## Activity
Beginning with the line that contains "Target: blurred background", reproduce every line through the end of the records below exactly, and leave the pictures out.

Photo-based referring expression data
--*--

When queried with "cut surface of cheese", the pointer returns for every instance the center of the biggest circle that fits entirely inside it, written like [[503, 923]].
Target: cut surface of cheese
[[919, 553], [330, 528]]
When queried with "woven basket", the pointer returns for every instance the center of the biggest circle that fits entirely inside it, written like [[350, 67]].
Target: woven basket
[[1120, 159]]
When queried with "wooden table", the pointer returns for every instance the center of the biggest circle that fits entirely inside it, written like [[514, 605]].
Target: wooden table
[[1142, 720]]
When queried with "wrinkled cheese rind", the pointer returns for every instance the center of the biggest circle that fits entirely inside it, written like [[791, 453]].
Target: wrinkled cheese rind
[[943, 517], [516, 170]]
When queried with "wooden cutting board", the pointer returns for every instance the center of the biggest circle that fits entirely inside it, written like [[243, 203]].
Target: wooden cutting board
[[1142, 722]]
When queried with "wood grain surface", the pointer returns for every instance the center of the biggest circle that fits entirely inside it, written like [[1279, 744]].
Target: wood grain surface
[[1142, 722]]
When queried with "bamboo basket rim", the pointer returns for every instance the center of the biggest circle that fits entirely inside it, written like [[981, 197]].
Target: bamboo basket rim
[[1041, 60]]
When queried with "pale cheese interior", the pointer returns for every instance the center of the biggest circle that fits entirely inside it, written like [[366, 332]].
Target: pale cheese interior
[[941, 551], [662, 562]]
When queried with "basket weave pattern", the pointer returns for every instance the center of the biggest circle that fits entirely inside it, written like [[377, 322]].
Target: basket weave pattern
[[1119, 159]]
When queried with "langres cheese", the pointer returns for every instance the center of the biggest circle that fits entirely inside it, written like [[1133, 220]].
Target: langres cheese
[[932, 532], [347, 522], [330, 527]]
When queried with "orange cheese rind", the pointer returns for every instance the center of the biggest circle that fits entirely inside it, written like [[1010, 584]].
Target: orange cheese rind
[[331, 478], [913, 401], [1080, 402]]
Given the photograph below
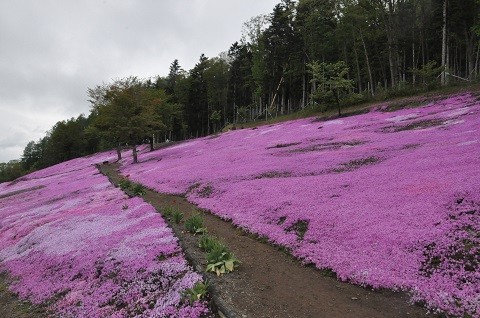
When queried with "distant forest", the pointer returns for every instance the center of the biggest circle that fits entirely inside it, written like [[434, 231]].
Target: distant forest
[[306, 54]]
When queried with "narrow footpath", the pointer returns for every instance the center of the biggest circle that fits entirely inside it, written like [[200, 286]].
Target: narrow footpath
[[270, 283]]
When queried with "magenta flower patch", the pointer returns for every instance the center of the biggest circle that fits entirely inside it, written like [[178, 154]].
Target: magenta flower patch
[[77, 244], [372, 197]]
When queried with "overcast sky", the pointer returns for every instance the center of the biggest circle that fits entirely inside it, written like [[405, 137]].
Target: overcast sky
[[52, 51]]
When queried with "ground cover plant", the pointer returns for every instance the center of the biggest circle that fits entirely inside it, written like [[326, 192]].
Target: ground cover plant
[[80, 247], [386, 199]]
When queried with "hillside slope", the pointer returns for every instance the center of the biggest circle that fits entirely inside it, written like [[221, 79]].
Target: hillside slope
[[385, 199], [79, 247]]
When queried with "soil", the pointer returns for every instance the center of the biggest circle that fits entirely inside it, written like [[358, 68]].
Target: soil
[[269, 282]]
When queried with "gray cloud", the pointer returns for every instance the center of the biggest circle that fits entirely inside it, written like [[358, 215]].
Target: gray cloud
[[52, 51]]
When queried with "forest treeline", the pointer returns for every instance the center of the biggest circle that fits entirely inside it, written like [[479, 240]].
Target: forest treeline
[[316, 54]]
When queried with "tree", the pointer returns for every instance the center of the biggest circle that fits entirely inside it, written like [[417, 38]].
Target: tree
[[129, 115], [331, 80]]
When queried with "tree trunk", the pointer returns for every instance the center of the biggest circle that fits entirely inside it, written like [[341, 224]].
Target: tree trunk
[[119, 152], [368, 64], [150, 141], [134, 153], [304, 86], [444, 44], [357, 64]]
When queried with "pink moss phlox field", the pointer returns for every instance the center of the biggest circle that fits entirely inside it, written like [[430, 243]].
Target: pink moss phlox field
[[78, 245], [372, 197]]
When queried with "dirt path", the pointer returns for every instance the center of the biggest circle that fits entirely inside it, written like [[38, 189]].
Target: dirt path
[[270, 283]]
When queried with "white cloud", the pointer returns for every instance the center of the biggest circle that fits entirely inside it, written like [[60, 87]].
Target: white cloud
[[52, 51]]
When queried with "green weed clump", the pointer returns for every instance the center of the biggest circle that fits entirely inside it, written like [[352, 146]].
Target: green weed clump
[[132, 187], [220, 260], [194, 225], [177, 216], [196, 293], [207, 243]]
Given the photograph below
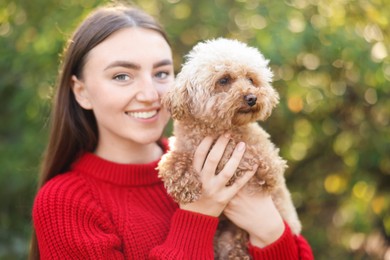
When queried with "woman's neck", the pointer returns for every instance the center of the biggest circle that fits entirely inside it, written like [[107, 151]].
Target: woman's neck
[[129, 152]]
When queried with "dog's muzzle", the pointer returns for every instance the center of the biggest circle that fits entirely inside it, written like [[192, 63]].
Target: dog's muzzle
[[250, 99]]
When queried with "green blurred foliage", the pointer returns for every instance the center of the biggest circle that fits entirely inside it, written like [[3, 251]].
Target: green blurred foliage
[[332, 70]]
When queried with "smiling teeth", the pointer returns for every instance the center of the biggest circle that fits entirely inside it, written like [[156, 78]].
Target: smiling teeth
[[143, 115]]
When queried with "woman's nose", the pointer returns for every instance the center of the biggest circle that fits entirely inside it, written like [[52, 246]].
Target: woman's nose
[[148, 91]]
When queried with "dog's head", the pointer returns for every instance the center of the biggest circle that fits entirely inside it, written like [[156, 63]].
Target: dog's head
[[223, 82]]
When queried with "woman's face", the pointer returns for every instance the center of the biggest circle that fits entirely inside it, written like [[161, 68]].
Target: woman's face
[[122, 82]]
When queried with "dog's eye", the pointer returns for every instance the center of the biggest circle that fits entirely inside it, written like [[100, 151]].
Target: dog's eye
[[224, 81]]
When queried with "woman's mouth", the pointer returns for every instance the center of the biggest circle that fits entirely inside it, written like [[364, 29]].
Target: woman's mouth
[[143, 115]]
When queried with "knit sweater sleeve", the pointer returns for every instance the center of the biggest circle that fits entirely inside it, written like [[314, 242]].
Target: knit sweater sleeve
[[190, 237], [287, 247], [69, 224]]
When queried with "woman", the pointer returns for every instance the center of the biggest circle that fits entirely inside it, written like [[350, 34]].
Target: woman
[[99, 196]]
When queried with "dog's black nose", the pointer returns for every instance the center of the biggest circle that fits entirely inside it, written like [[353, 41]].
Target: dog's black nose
[[250, 99]]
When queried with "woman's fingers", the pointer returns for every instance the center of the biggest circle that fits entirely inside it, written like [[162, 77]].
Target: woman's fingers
[[240, 182], [201, 153], [214, 156], [231, 166]]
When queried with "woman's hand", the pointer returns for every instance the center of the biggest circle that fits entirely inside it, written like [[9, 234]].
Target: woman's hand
[[258, 215], [215, 194]]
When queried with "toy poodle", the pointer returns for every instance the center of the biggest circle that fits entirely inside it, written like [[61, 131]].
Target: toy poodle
[[225, 87]]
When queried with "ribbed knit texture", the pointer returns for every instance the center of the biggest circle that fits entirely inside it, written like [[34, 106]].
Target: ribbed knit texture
[[105, 210]]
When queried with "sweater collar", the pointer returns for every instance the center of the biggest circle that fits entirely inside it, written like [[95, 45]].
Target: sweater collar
[[116, 173]]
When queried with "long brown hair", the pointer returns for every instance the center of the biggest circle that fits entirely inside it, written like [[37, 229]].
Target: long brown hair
[[73, 130]]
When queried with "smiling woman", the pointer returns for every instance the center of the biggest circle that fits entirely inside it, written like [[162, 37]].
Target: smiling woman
[[122, 85], [99, 194]]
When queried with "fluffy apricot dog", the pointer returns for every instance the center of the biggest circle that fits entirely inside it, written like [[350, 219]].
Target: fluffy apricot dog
[[225, 86]]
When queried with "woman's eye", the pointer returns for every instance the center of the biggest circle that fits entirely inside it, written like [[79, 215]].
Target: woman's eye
[[122, 77], [162, 75]]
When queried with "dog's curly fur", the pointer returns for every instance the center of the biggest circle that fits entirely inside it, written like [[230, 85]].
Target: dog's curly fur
[[225, 86]]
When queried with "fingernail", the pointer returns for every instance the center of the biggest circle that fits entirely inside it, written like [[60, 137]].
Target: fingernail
[[241, 146]]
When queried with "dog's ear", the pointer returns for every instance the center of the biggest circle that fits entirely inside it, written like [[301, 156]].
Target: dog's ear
[[177, 100]]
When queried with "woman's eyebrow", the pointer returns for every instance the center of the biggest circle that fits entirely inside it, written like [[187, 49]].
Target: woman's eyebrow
[[162, 63], [124, 64]]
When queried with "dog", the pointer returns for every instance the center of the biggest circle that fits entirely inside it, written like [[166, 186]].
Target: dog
[[225, 86]]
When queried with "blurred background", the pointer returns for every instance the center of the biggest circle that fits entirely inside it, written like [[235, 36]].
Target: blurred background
[[332, 70]]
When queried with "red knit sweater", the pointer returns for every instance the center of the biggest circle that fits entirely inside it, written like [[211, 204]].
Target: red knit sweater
[[105, 210]]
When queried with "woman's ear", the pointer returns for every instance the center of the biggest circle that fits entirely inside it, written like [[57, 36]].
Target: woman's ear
[[80, 93]]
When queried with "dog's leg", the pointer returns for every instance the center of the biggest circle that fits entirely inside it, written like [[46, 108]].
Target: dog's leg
[[283, 202], [180, 178]]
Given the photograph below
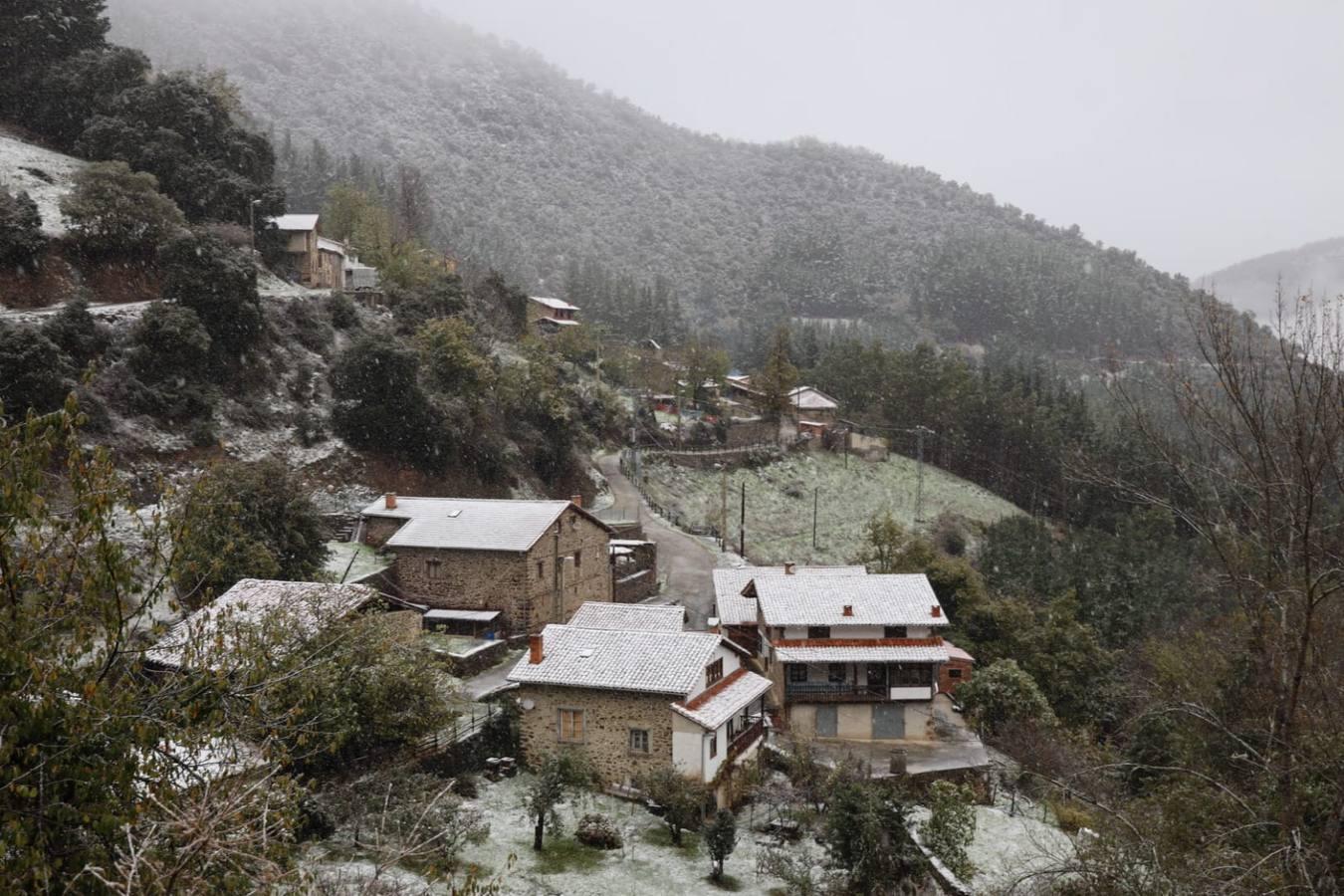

--*--

## Answer section
Target: blurred background
[[332, 70]]
When queried with "red knit sweater", the pointer returns for every instance the center of the biggest circle that fits entirely inside it, written like [[211, 204]].
Target: red knit sweater
[[105, 210]]
When queried with "woman's ear", the pointer returns for every instance the center of the biggest circle that fits entirely inside it, written like [[57, 36]].
Target: woman's ear
[[80, 93]]
When queried with "dog's leg", the pointer returns for every instance the center of the biggest circle that fits entirely inside it, written like [[46, 108]].
Target: dog's leg
[[283, 202], [180, 178]]
Given the photograph below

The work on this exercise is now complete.